| ESTRATTO DEL DOCUMENTO |
Regia di Martin Scorsese vedi scheda film
Oggi voglio parlarvi di un film che tutti voi avrete visto e rivisto, The Departed di Martin Scorsese.
Scommetto che l’avete anche apprezzato parecchio. Non per fare il bastian contrario o per tirarmela da snob. È forse il film di Scorsese più brutto. Ma come, è il film che ha finalmente permesso a Scorsese, dopo una miriade di nomination andate scandalosamente a vuoto, di vincere come Miglior Regista, per cui dopo un’interminabile, angosciante attesa ingiusta, insopportabile, ha impugnato e alzato al cielo la statuetta del tanto bramato e agognato Academy Award.
Sì, però è stato un profondo equivoco. Scorsese non meritava affatto di vincere con The Departed. Il suo film più standardizzato, hollywoodiano e canonico, privo di veri, passionali guizzi, una partitura intelaiata sulle note martellanti e abusate dei Rolling Stones e di John Lennon, altrove utilizzate in maniera più energicamente pertinente, più sanguigna, più veracemente pulsante.
Un film della durata di 2h e trentuno minuti, scanditi da una sceneggiatura piuttosto banale e prevedibile, inzuppata di dialoghi cinicamente programmatici, triviali e sardonici, scarsamente sorprendenti, redatta da William Monahan, allestitore di un pot-pourri gangsteristico-poliziesco sgangherato, assurdamente anch’essa premiata con l’Oscar.

| COSA PRODURRE |
Trascrivi per intero la recensione di The Departed, senza cambiare nulla. Il materiale che segue proviene da un'altra fonte.

(Voci di dati)
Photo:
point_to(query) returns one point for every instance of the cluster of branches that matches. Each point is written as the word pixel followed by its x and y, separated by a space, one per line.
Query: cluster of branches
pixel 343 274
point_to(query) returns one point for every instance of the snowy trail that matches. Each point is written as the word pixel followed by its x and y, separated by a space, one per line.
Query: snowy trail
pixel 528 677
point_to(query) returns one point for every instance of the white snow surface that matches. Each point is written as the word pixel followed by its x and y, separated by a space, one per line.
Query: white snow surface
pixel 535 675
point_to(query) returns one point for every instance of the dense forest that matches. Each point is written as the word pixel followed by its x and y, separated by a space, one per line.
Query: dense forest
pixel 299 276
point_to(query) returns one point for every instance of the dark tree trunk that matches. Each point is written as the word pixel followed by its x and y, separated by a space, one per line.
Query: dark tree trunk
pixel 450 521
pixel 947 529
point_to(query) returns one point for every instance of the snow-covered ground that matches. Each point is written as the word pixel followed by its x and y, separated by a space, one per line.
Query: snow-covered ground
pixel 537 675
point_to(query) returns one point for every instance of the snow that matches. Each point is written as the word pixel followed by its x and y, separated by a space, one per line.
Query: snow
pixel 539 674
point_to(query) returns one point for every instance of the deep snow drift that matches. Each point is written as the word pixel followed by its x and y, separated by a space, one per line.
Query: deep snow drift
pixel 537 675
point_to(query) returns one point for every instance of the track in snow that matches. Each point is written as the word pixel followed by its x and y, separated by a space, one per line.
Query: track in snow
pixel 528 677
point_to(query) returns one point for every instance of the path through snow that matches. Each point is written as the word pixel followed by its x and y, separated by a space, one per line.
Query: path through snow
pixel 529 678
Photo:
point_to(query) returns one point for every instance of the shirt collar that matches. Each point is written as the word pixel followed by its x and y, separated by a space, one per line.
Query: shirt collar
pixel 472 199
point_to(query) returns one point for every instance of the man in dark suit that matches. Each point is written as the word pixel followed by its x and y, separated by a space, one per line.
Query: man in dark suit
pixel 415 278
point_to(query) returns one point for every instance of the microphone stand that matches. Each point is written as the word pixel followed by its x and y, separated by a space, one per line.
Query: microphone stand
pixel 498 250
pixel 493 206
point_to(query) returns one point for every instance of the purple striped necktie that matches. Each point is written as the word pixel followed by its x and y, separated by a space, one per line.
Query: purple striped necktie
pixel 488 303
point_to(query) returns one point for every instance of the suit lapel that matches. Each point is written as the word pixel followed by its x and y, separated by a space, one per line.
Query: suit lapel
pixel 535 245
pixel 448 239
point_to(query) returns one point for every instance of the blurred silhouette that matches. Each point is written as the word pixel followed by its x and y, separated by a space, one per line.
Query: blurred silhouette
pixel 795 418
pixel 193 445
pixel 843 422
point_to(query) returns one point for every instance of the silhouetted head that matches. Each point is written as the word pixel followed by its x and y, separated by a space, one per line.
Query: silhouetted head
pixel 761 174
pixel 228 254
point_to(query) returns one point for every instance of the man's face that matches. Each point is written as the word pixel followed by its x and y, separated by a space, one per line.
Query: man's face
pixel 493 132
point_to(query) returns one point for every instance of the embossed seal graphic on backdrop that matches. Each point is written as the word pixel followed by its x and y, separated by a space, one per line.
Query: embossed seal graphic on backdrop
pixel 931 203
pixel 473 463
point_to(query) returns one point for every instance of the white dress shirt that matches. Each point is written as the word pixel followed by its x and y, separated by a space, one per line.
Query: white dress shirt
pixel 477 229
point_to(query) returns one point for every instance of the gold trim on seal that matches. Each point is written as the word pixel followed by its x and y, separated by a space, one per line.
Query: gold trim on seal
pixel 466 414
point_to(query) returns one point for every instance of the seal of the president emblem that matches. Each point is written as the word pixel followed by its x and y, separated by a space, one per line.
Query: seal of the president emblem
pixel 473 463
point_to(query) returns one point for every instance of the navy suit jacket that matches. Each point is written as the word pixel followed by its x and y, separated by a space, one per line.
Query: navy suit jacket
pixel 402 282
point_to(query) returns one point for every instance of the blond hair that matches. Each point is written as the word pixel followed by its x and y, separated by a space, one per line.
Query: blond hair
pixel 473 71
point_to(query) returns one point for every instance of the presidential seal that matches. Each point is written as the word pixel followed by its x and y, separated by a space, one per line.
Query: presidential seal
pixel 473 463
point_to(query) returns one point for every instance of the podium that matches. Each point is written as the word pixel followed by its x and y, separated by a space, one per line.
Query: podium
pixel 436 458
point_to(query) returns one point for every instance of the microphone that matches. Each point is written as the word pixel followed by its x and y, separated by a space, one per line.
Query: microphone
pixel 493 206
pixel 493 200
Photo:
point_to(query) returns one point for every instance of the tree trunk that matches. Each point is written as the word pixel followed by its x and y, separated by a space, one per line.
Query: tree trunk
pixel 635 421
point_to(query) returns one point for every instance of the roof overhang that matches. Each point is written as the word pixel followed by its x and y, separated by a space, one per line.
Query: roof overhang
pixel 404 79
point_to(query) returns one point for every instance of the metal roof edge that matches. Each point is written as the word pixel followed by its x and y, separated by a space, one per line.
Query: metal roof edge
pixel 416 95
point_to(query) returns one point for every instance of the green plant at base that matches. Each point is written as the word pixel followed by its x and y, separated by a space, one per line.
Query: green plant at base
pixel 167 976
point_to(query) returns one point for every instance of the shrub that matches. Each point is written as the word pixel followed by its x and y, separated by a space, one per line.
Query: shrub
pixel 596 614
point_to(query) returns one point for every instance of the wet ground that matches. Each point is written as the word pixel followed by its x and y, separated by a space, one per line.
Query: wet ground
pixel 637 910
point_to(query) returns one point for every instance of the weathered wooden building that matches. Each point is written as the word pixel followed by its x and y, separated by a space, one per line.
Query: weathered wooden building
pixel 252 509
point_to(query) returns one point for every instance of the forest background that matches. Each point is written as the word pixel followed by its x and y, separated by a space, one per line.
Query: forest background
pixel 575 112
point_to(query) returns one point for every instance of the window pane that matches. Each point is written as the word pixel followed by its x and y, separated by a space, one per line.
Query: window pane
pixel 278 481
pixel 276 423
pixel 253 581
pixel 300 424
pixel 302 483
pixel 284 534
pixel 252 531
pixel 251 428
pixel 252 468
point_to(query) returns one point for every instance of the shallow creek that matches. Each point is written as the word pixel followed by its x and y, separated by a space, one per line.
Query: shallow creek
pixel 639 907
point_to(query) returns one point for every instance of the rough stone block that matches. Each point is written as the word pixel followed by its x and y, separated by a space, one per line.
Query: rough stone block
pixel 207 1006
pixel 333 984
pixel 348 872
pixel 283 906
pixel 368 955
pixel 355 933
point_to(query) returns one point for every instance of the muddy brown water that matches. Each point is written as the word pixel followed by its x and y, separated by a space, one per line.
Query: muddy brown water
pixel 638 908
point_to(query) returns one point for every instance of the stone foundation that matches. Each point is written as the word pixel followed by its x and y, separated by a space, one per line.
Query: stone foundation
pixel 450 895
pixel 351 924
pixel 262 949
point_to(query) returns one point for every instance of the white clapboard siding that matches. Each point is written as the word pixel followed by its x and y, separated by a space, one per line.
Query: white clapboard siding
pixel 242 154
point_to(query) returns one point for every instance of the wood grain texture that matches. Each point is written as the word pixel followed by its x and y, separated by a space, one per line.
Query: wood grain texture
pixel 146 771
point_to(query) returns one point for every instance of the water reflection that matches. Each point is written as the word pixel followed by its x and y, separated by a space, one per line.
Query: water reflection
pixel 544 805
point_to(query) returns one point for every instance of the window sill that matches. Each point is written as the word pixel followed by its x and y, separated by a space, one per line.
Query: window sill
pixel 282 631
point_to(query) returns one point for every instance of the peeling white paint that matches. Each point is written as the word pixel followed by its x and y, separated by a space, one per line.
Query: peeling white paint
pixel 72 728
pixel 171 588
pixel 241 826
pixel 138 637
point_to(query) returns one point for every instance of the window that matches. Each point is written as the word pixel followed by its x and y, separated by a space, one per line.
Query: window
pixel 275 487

| RISPOSTA SVOLTA |
Regia di Martin Scorsese vedi scheda film
Oggi voglio parlarvi di un film che tutti voi avrete visto e rivisto, The Departed di Martin Scorsese.
Scommetto che l’avete anche apprezzato parecchio. Non per fare il bastian contrario o per tirarmela da snob. È forse il film di Scorsese più brutto. Ma come, è il film che ha finalmente permesso a Scorsese, dopo una miriade di nomination andate scandalosamente a vuoto, di vincere come Miglior Regista, per cui dopo un’interminabile, angosciante attesa ingiusta, insopportabile, ha impugnato e alzato al cielo la statuetta del tanto bramato e agognato Academy Award.
Sì, però è stato un profondo equivoco. Scorsese non meritava affatto di vincere con The Departed. Il suo film più standardizzato, hollywoodiano e canonico, privo di veri, passionali guizzi, una partitura intelaiata sulle note martellanti e abusate dei Rolling Stones e di John Lennon, altrove utilizzate in maniera più energicamente pertinente, più sanguigna, più veracemente pulsante.
Un film della durata di 2h e trentuno minuti, scanditi da una sceneggiatura piuttosto banale e prevedibile, inzuppata di dialoghi cinicamente programmatici, triviali e sardonici, scarsamente sorprendenti, redatta da William Monahan, allestitore di un pot-pourri gangsteristico-poliziesco sgangherato, assurdamente anch’essa premiata con l’Oscar.